> _WORK TO DO_
Please transcribe the lines below word for word, beginning with the line that contains "Query: dark hair" and ending after the line that contains "269), (229, 254)]".

** Start of DATA LINES **

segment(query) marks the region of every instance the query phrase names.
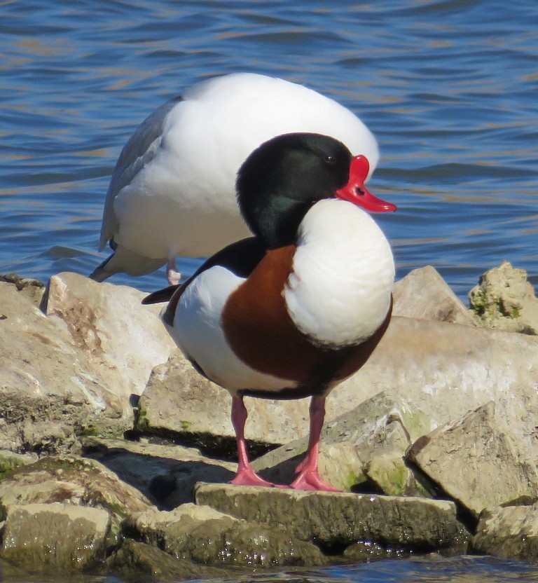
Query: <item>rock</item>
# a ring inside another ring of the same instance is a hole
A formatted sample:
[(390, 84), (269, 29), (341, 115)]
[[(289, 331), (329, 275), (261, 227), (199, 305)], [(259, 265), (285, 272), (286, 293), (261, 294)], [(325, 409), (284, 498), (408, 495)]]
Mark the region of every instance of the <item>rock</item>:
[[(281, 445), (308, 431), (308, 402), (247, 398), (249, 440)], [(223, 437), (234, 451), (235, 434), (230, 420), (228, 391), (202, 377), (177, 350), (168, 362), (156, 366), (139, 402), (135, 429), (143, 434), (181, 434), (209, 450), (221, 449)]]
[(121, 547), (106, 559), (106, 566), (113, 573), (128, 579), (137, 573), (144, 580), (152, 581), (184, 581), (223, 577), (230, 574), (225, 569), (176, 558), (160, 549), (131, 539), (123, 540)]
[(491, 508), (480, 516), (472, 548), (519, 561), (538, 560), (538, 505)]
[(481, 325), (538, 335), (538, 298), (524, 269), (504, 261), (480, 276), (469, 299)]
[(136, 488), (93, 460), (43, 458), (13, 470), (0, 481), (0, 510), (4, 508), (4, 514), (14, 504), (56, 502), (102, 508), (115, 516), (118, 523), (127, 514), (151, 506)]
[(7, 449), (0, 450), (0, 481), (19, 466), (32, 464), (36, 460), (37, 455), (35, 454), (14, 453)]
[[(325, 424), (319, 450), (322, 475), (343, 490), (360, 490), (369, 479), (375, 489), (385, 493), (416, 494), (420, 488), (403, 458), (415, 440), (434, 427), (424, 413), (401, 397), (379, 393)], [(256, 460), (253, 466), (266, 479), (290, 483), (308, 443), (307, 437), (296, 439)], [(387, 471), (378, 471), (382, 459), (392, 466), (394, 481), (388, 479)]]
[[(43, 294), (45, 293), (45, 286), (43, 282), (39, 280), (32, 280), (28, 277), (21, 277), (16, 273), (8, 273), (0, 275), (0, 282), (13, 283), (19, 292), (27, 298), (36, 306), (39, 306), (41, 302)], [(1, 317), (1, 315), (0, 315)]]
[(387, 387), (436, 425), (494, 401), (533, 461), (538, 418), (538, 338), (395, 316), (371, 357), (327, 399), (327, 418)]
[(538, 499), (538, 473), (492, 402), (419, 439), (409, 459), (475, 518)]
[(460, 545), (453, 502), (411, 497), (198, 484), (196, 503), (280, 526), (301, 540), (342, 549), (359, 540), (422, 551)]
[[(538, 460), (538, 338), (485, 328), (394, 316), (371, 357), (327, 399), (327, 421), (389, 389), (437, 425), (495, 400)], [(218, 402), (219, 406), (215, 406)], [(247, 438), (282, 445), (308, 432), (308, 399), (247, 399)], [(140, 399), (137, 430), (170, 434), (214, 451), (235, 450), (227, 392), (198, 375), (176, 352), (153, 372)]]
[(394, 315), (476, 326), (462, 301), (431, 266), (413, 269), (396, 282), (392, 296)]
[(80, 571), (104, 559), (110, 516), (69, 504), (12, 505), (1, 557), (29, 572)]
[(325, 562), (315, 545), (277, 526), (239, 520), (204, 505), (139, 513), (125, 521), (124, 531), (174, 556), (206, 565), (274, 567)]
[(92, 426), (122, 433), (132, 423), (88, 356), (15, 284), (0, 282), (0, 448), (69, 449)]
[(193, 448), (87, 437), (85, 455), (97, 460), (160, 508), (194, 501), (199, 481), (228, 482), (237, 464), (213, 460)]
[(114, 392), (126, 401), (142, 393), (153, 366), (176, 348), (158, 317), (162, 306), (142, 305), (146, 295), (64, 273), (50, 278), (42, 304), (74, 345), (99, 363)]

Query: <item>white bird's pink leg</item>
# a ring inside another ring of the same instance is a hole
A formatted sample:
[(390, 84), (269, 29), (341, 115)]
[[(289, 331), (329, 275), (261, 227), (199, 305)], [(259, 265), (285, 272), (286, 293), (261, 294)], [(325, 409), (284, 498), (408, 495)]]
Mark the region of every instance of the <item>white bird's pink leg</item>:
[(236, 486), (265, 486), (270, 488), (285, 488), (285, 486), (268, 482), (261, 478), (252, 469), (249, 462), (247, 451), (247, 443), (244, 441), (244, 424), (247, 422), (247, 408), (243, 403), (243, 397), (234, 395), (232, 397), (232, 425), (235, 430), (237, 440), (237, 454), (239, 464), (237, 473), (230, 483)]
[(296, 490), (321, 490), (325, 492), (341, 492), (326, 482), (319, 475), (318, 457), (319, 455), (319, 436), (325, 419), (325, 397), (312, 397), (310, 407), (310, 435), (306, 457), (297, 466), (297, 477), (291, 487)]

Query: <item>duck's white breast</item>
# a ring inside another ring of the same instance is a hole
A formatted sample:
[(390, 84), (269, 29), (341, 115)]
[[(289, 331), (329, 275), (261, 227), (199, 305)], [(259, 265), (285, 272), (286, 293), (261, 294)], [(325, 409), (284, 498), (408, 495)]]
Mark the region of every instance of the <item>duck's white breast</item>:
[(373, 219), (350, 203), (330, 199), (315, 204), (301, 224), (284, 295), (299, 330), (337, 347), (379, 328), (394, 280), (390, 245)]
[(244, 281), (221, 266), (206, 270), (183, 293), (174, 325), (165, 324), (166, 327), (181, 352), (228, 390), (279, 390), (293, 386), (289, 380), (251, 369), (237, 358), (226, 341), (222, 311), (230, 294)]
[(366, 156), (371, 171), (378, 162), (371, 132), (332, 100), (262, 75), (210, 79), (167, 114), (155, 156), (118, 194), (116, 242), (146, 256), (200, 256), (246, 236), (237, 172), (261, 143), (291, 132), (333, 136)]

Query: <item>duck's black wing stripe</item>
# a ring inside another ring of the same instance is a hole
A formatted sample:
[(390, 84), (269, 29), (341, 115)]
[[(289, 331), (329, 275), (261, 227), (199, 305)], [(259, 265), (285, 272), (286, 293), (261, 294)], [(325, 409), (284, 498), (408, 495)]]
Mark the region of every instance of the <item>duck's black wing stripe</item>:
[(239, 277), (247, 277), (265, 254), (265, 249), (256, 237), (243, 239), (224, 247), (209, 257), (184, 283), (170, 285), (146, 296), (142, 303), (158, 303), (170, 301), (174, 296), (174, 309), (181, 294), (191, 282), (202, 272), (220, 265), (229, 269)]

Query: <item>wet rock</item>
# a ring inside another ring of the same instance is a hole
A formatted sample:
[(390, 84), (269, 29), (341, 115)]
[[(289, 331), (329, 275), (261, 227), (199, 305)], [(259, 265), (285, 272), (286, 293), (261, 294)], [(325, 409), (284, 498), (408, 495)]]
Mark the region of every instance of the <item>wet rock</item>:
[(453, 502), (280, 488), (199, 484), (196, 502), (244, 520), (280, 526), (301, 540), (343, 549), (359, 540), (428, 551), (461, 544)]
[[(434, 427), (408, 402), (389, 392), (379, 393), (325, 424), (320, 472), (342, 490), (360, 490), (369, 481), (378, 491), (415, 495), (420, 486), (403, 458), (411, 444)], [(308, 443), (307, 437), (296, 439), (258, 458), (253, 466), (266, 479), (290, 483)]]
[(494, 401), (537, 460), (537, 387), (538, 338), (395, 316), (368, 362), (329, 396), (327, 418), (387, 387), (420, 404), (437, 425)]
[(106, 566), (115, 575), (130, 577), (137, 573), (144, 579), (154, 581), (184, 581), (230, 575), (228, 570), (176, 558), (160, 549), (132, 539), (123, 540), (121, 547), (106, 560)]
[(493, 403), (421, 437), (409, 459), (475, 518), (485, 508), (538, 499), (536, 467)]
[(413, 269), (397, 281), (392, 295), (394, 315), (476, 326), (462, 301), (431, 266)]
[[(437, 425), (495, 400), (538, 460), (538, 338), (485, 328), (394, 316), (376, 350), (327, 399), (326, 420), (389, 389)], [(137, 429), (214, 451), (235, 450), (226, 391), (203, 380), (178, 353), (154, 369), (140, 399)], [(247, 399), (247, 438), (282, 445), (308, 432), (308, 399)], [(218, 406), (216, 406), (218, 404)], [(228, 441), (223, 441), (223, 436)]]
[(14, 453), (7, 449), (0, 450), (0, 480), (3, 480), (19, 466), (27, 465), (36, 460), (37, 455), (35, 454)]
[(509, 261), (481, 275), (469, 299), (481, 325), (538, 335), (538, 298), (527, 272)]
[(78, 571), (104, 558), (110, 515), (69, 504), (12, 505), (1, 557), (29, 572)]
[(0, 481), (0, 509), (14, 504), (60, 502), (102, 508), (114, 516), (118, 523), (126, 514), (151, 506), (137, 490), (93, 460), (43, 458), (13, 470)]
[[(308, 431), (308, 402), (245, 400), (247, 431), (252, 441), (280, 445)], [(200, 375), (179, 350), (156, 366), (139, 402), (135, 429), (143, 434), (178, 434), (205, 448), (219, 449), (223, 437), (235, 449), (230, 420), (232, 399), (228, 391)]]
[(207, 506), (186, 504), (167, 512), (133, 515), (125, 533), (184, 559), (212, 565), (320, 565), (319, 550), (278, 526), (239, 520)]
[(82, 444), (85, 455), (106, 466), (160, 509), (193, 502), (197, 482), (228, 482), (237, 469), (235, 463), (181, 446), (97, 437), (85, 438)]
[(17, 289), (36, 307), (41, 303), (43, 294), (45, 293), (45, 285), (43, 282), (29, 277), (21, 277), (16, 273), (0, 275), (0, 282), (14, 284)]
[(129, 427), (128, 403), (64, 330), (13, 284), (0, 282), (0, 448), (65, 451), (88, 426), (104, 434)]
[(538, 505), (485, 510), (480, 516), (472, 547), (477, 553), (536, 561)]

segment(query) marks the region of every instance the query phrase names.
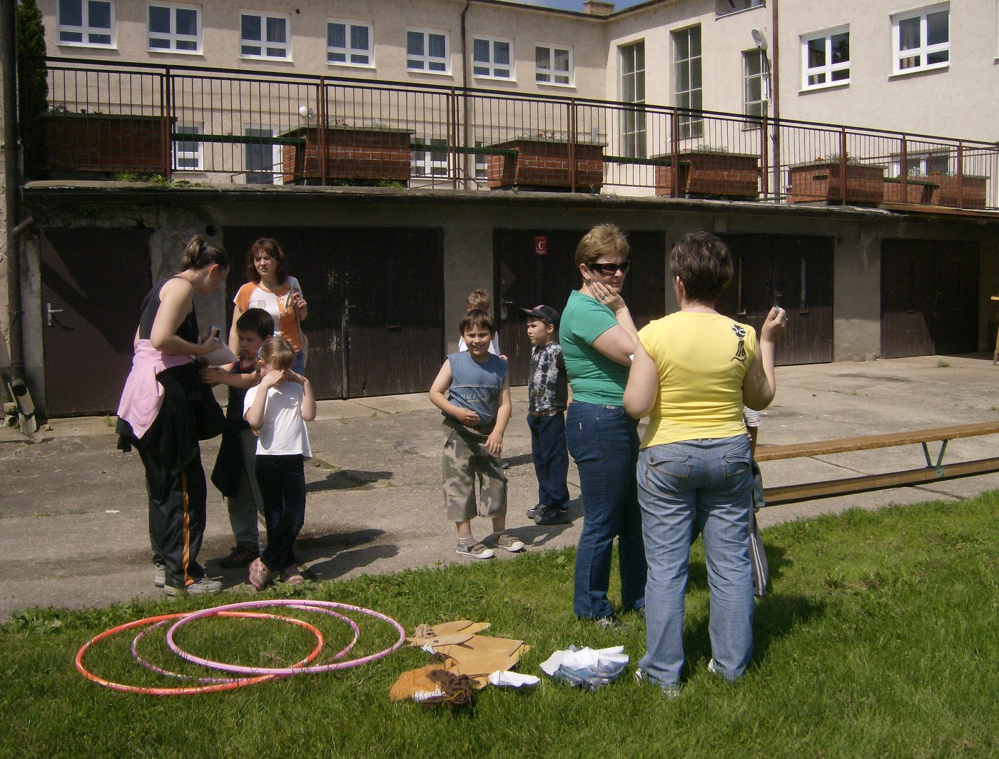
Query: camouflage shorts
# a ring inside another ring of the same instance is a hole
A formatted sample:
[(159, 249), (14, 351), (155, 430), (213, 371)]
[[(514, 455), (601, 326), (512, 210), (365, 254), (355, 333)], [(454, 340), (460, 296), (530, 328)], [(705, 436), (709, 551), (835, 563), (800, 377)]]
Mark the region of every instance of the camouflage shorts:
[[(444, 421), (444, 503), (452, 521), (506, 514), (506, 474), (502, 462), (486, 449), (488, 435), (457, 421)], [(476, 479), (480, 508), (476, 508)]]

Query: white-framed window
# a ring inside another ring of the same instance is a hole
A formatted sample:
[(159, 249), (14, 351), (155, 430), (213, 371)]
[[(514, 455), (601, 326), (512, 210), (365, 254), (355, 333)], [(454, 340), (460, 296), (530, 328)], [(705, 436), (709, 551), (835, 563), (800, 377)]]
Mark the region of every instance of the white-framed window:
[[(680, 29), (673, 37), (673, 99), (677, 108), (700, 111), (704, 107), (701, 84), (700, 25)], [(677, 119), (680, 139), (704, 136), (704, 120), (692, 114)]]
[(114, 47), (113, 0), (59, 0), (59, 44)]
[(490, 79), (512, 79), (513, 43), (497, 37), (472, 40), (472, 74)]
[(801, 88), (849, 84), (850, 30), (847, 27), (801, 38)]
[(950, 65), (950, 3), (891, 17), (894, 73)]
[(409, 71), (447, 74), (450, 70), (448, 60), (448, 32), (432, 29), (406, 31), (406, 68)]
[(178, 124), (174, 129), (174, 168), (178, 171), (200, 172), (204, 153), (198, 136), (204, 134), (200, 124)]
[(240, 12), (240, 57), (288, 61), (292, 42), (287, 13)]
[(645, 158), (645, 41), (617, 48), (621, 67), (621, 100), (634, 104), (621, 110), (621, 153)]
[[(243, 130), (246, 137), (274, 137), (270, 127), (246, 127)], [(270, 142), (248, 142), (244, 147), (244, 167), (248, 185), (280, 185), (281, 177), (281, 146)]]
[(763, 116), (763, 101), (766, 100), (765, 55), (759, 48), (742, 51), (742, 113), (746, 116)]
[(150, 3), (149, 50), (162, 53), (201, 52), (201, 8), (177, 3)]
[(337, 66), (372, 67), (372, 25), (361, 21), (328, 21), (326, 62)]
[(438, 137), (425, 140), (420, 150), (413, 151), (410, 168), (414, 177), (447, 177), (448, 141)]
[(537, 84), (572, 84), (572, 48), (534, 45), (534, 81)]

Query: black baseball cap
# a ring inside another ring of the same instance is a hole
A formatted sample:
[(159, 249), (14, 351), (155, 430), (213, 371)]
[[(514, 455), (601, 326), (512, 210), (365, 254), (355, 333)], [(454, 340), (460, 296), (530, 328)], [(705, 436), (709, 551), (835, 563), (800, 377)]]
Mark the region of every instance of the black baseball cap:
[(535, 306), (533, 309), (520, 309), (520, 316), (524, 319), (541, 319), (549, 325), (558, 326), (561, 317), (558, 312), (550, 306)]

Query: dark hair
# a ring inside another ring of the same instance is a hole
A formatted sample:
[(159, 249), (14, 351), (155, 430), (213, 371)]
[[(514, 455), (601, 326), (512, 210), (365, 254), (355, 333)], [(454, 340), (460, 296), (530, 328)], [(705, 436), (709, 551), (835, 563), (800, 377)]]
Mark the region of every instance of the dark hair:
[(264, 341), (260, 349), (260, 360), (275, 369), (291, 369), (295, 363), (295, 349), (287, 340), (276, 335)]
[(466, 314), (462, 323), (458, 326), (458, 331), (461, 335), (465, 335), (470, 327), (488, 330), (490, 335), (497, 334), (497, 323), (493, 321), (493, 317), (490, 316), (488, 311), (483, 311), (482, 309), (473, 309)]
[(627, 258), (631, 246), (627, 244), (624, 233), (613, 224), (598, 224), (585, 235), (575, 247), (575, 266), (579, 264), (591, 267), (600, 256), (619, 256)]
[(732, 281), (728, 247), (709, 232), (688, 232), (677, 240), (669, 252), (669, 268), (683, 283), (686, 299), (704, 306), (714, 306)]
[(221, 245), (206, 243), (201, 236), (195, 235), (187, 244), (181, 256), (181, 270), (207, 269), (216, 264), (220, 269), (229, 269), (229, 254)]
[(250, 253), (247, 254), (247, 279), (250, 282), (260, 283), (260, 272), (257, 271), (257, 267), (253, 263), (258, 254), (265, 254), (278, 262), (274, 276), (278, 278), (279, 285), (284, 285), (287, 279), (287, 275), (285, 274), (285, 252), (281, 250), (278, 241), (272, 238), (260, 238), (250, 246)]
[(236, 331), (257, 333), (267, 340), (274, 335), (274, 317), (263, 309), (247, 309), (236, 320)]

** End of DATA LINES **

> _SOLUTION FOR THIS TASK_
Query: dark hair
# a ring inside another ring of the same instance is a hole
A formatted sample:
[(159, 249), (14, 351), (155, 430), (213, 371)]
[[(514, 455), (601, 326), (512, 210), (365, 254), (355, 333)], [(454, 340), (460, 296), (530, 328)], [(705, 436), (709, 551), (835, 563), (800, 377)]]
Mark the region of every instance of the dark hair:
[(264, 341), (260, 349), (260, 360), (275, 369), (291, 369), (295, 363), (295, 349), (287, 340), (276, 335)]
[(466, 314), (462, 323), (458, 326), (458, 331), (461, 335), (465, 335), (470, 327), (488, 330), (490, 335), (497, 334), (497, 323), (493, 321), (493, 317), (490, 316), (488, 311), (483, 311), (482, 309), (473, 309)]
[(627, 258), (631, 246), (627, 244), (624, 233), (613, 224), (598, 224), (585, 235), (575, 247), (575, 266), (579, 264), (591, 267), (600, 256), (619, 256)]
[(732, 281), (728, 247), (709, 232), (688, 232), (677, 240), (669, 252), (669, 268), (683, 283), (686, 299), (704, 306), (714, 306)]
[(221, 245), (206, 243), (201, 236), (195, 235), (187, 244), (181, 256), (181, 270), (207, 269), (216, 264), (220, 269), (229, 269), (229, 254)]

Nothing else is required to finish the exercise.